**The data**:
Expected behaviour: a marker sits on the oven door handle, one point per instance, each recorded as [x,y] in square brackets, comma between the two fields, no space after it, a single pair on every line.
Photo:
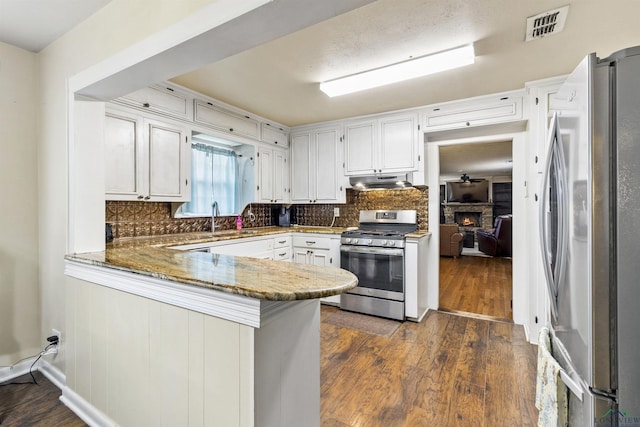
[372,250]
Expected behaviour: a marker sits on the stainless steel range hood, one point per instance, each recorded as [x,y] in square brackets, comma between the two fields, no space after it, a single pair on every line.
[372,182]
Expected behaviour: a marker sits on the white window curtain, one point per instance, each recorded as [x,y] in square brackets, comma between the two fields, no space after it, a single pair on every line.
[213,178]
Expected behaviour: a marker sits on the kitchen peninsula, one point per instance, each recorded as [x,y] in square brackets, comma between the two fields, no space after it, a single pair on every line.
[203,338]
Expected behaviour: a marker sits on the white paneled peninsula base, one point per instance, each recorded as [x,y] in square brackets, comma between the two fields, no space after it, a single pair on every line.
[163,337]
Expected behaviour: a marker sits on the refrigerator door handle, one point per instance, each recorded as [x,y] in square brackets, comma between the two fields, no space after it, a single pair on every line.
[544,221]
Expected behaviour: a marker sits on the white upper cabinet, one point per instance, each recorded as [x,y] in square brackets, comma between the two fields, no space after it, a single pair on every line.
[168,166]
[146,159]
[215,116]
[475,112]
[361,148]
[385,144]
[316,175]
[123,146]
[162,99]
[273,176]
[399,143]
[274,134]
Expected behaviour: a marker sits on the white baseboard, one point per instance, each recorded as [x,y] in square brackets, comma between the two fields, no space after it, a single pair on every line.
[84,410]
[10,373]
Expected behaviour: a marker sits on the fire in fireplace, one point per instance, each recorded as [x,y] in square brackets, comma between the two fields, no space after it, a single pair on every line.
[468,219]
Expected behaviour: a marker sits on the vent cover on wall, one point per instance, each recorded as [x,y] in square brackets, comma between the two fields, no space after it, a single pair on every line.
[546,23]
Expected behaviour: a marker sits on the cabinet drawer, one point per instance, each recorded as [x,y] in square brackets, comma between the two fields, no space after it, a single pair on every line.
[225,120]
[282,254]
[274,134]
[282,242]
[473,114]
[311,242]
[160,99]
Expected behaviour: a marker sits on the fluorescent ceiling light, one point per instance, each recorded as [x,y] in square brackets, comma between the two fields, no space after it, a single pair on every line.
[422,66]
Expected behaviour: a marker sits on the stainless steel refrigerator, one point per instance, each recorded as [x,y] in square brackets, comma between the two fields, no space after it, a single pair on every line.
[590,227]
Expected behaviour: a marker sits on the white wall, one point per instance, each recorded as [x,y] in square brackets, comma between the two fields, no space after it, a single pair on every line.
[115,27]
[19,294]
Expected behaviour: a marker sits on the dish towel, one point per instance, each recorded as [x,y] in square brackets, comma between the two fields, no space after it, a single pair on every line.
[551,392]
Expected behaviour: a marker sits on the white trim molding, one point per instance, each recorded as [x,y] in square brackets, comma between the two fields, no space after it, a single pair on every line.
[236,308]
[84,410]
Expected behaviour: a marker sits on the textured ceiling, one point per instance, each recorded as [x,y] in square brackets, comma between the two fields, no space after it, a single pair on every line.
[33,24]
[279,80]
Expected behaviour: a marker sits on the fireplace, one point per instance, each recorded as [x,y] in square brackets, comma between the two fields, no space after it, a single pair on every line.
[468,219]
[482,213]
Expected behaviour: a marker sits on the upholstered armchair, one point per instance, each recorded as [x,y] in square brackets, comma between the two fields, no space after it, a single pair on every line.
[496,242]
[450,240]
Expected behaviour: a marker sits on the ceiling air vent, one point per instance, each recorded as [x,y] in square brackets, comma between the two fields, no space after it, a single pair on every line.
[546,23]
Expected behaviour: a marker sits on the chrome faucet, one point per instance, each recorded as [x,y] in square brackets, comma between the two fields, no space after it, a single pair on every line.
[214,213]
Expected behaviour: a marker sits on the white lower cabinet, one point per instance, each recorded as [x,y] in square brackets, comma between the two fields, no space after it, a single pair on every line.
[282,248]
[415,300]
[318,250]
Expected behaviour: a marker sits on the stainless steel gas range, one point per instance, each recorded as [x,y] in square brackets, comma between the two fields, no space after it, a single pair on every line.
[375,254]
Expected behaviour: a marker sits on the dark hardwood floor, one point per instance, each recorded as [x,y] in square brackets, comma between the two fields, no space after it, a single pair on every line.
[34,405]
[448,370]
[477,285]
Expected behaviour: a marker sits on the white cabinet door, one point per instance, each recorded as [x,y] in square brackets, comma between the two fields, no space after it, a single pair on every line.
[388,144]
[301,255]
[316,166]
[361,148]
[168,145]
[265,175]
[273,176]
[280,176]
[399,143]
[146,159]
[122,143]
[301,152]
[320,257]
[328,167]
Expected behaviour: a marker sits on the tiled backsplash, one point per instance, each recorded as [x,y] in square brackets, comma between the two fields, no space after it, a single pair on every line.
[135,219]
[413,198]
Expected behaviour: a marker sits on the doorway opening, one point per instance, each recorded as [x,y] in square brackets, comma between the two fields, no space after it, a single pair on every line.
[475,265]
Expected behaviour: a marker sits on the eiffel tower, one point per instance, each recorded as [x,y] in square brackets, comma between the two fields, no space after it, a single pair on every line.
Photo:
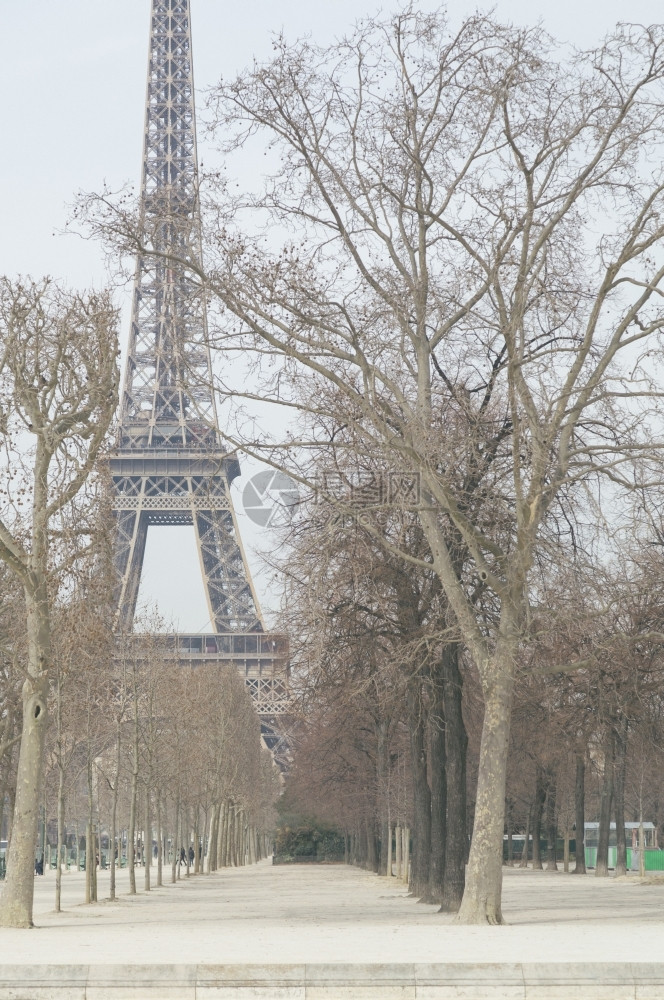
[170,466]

**Instruction**:
Every line above should be returned exactly; the pictures stay out.

**Solution for this task**:
Expected behaviour: a marker sits on the oven door handle, one point per instance, each recorded as [x,y] in square brackets, comma between the two fields, no space after it, a single pair on every line.
Photo:
[372,250]
Expected behaviour: a marker sits on the stainless steel range hood, one point per instance, each recorded as [x,y] in square brackets, comma between the two fields, no space after it, a single pair on every line.
[372,182]
Expected behaviour: a marker sits on the white window curtain, one point per instance, each recorded as [x,y] in square brackets, comma between the two fields, no space after it, a single pair on every line.
[213,178]
Expected behaviour: a marker sits on the kitchen peninsula, one point per instance, each recorded as [x,y] in square brackets, comma between the two fields, no space after it, a single pair on every line.
[203,338]
Expected behaviour: a marker sits on the white paneled peninsula base, one point per instance, each recorded as [x,y] in square brackets, comma between the two fields, no space after it, a single pair on every line.
[163,337]
Expected behaviour: a marker sits on the refrigerator door handle, one point per instance, each recorded as [x,y] in square brackets, comma between the two fields, no space after it, a single pair on every line.
[544,221]
Expected behaviour: a marker sits on the white upper cabinet, one point per instance, each recorded as [x,y] in square brackets, comma between the two fields, no space after it, a single pair on every line.
[168,166]
[146,159]
[215,116]
[475,112]
[361,148]
[385,144]
[316,175]
[123,146]
[162,99]
[273,176]
[399,143]
[274,134]
Expected behaviour: a marker sits on the white baseboard, one point per instance, each recorded as [x,y] in square brackets, comma between the two fields, no space after it, a single pair on every line.
[84,410]
[10,373]
Expected behaviour: a marker sits on the fire in fireplace, one point per instance, each recorded as [x,y] in square brackets, comma between the two fields, no space after it, a single pair on every line.
[468,219]
Expected behaviour: a marker sits on the vent cover on wall, one point per instance, each recorded as [x,y] in square brackets, comma between the two fields, no space after it, a single pair on every line.
[546,23]
Expected behaviour: a marker sits on the cabinet drawer, one point per instance, each recorded as [x,y] in square brackets, comma between the two fields, no space after it, a single pair on every line.
[225,120]
[282,254]
[274,134]
[282,242]
[473,114]
[311,242]
[160,99]
Expected behaviour: a marker sits on the fluorescent ceiling light, one point per instance, each recorded as [x,y] in square brackets, comma between the two fields, no space after it, a single pair on every line.
[422,66]
Expected behaviour: a marker sits on the stainless steel refrigerator, one point per instance, each recorded as [x,y] in square brackets, comma between the two fields, no space after it, a single pair on every line.
[590,227]
Expected behaviour: a marker sits on the white wall, one point per instance, each recorded as [x,y] in square brackets, comma between the two fields, no space after it, a single pair on every line.
[115,27]
[19,294]
Expected behaviour: a marker sits on the dish towel, one point per instance, each recorded as [x,y] in square brackets, comma between the two fields, no space after it, a single pair on every line.
[551,392]
Expected behaviour: a marker sits on the white trim molding, one point per instance, each recorded as [x,y] in square brackets, comma between the two fields, no space after it, a single pair on every line.
[236,308]
[84,410]
Expected behaviour: a marker sits on the textured ceiling, one point per instance, each recorded as [x,y] in square brackets, comma between the two fields, no space after it, a single pair on every line.
[33,24]
[279,80]
Expected behaviour: a marker sits on the fireplace, one point per instance, each recorded as [x,y] in square brackets, comma between the two fields, no space after it, a single pair on every line.
[468,219]
[482,213]
Expected behaviour: a marker sits on the upholstered armchair, one point per instance, each recorded as [x,y] in square brackets, comma between the two fields, no space after it, a single pair on every line.
[496,242]
[450,240]
Expected behaviour: a marker sits on the ceiling air vent, one point per instance, each recorded as [x,y] in square brackets, comma between the two fields, no space after it, a single pair on every line.
[546,23]
Expected behaviour: a marker sits on the chrome faucet, one point per instance, each recorded as [x,y] in square brackets, comma between the two fields, no space after it, a single pair on every line.
[214,213]
Expected behaviour: a marker sits on the white lower cabinet, one point per instance, each recorded as [x,y] in square brackets, comma between the two fields, no space after it, a single pair on every line.
[282,248]
[415,300]
[318,250]
Expected behaviour: a marker sits on the stainless steel gas range, one point per instance, each recorded as [x,y] in square brackets, comma between the two fields, no space after it, a single pair on every line.
[375,254]
Expected behaviour: a marker sits on the dark hardwood floor, one point per instance, each recorded as [x,y] in square brackets, comma between the two fields, no space after it, a single pair on every line.
[34,405]
[448,370]
[477,285]
Expected behaviour: a marker sits on the white cabinet door, one point per instance, each recorded as [x,y] in square brackets, comma between the two fields, no space after it, a single pair on every line.
[388,144]
[301,255]
[316,166]
[361,148]
[168,145]
[265,175]
[273,176]
[280,176]
[399,143]
[146,159]
[122,143]
[301,152]
[320,257]
[328,167]
Expected behaviour: a marker sits on the tiled backsplash, one point per instance, each recorded as [x,y] in square brackets, comma between the two fields, no space after it, a single pair on every line.
[135,219]
[413,198]
Expected behaviour: a marker sits on the doorway opening, one point per instance, each recorded as [x,y] in square brackets, comma between the two fields, no space after it, a single pair on every line.
[475,265]
Expected behaviour: a marker sits on the eiffel tower, one point per instance, each recorded as [x,y] in square brackets, comma between the two fields, no space after it, a single pair on every line.
Photo:
[170,466]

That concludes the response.